>> start
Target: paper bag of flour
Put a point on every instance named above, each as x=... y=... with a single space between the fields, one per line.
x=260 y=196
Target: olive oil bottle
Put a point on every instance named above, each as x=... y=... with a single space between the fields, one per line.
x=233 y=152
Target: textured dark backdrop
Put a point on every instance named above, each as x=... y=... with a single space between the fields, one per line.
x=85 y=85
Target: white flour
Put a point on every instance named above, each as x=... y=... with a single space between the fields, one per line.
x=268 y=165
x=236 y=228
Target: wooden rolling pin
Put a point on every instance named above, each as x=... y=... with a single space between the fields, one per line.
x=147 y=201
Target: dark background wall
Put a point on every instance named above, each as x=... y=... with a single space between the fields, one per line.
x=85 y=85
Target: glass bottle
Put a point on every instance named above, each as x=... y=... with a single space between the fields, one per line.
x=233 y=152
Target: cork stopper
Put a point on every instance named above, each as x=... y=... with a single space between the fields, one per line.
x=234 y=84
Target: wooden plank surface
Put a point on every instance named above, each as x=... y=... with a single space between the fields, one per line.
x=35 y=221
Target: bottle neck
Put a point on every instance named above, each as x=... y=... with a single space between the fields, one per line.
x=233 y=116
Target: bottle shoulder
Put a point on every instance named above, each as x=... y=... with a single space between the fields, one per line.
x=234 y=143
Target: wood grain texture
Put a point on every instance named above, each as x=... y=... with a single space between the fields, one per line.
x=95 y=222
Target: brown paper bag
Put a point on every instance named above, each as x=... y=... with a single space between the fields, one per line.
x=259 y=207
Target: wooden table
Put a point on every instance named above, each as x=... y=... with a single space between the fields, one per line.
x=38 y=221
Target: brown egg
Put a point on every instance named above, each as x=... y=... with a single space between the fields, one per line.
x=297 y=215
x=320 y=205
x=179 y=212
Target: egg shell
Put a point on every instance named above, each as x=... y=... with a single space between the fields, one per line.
>> end
>> start
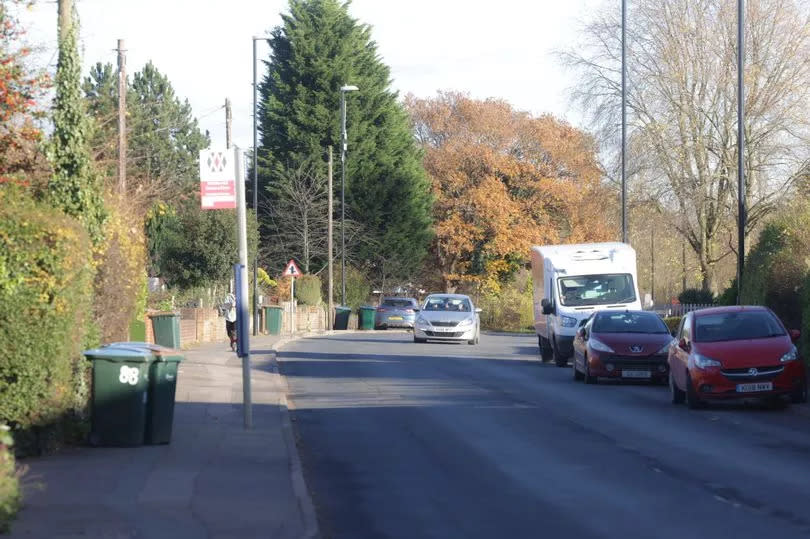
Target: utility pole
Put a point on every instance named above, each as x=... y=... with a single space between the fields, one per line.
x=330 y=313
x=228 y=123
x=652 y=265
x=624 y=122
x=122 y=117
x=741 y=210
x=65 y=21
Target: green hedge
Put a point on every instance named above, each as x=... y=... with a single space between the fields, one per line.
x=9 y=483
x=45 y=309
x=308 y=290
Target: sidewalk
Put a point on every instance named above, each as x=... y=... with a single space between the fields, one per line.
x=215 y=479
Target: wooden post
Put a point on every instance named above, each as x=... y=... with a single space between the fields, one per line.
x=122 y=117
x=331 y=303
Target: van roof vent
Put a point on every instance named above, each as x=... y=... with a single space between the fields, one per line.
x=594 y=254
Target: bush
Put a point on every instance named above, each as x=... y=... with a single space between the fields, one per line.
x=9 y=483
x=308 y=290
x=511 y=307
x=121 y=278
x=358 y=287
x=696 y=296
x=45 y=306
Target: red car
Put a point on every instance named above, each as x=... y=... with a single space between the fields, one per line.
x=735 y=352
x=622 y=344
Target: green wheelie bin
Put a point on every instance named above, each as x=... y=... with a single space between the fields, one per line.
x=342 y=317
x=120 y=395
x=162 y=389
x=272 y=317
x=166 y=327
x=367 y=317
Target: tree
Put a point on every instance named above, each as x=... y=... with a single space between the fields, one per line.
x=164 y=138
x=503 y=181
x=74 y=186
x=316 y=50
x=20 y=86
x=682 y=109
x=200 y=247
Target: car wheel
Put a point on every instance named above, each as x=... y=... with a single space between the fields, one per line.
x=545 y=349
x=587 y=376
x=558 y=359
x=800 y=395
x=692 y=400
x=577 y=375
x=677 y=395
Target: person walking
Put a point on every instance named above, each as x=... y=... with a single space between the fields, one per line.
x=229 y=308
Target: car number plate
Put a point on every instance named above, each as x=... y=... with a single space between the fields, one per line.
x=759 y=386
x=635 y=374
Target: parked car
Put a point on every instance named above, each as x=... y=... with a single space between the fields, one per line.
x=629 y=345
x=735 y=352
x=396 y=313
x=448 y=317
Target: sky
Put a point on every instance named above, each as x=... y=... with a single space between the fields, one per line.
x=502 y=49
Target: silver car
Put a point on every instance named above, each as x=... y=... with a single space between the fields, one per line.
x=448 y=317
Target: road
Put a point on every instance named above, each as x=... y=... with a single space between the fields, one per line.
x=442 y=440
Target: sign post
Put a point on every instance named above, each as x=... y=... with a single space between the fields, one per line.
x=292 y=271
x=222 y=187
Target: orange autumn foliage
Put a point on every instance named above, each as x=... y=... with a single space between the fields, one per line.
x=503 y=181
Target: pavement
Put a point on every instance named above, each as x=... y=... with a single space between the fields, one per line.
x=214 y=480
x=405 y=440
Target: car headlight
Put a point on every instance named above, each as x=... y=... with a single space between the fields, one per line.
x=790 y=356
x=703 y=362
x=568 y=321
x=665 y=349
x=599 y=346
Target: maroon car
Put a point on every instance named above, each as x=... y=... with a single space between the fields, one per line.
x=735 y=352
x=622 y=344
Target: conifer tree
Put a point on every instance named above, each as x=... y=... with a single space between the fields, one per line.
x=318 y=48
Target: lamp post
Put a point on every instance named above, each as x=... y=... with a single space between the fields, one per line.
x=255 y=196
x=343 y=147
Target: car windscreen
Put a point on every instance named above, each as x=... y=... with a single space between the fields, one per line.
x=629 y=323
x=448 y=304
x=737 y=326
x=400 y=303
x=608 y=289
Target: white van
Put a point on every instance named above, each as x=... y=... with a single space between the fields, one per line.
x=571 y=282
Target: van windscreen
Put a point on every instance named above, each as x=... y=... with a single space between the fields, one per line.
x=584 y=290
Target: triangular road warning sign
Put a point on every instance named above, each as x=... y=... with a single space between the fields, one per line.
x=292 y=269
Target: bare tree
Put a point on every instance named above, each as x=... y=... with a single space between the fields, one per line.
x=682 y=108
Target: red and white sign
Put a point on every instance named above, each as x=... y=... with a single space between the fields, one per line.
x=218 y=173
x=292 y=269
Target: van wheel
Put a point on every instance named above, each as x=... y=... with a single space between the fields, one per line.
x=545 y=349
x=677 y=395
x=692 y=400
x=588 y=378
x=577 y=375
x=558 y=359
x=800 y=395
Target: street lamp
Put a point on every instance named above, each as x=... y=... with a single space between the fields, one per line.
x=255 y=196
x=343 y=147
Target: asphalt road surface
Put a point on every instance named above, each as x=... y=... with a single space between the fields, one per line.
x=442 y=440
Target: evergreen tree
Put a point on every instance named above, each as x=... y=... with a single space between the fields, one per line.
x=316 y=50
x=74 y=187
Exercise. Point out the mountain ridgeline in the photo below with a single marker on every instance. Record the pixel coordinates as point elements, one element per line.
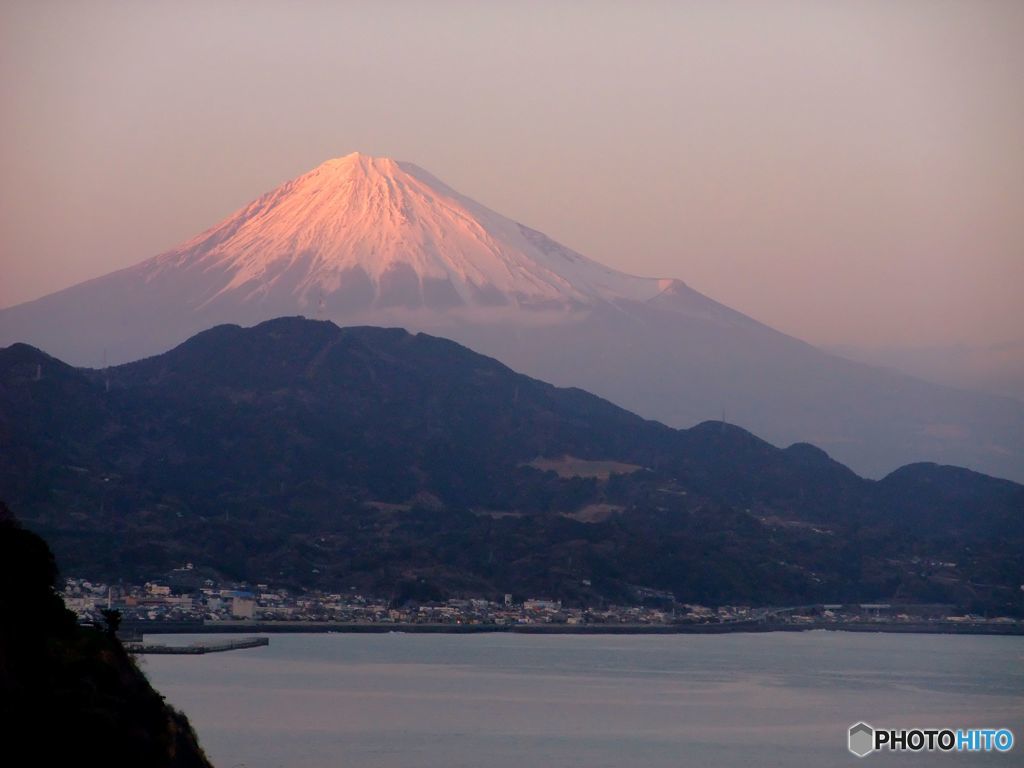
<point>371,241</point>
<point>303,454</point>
>> end
# EXERCISE:
Rewrite the lines from the one with "Target: paper bag of flour" to the one with "x=233 y=116", changing "wooden" to "bamboo" and leaving everything else in them the same.

# EXERCISE OUTPUT:
Target: paper bag of flour
Put a point on every instance named above, each as x=... y=... with a single space between the fields, one per line.
x=260 y=196
Target: olive oil bottle
Put a point on every instance named above, each as x=... y=... with a single space between the fields, one per line.
x=233 y=152
Target: textured dark backdrop
Put a point on every instance named above, each as x=... y=... with a single space between the fields, one per line.
x=85 y=85
Target: white flour
Put a point on every instance named above, each as x=... y=... with a single space between the fields, one per line.
x=268 y=165
x=236 y=228
Target: bamboo rolling pin
Put a point on every instance named above, each as x=... y=... with a single space between the fields, one per line.
x=147 y=201
Target: dark background wall
Put a point on every instance named above, each as x=... y=... with a single space between the fields, one per line.
x=85 y=85
Target: glass bottle
Put a point on every instance named above, each as x=... y=... with a single space between the fields, one per line.
x=233 y=152
Target: cork stopper
Put a point on every instance named above, each as x=... y=... with a single space between the fields, one per line.
x=234 y=84
Target: bamboo plank surface
Put a point on every instance named above, each as x=... y=... with a single space between the fields, one per line.
x=35 y=221
Target: bottle neck
Put a point on every instance named above, each as x=... y=... with a single space between the fields, one per line.
x=233 y=116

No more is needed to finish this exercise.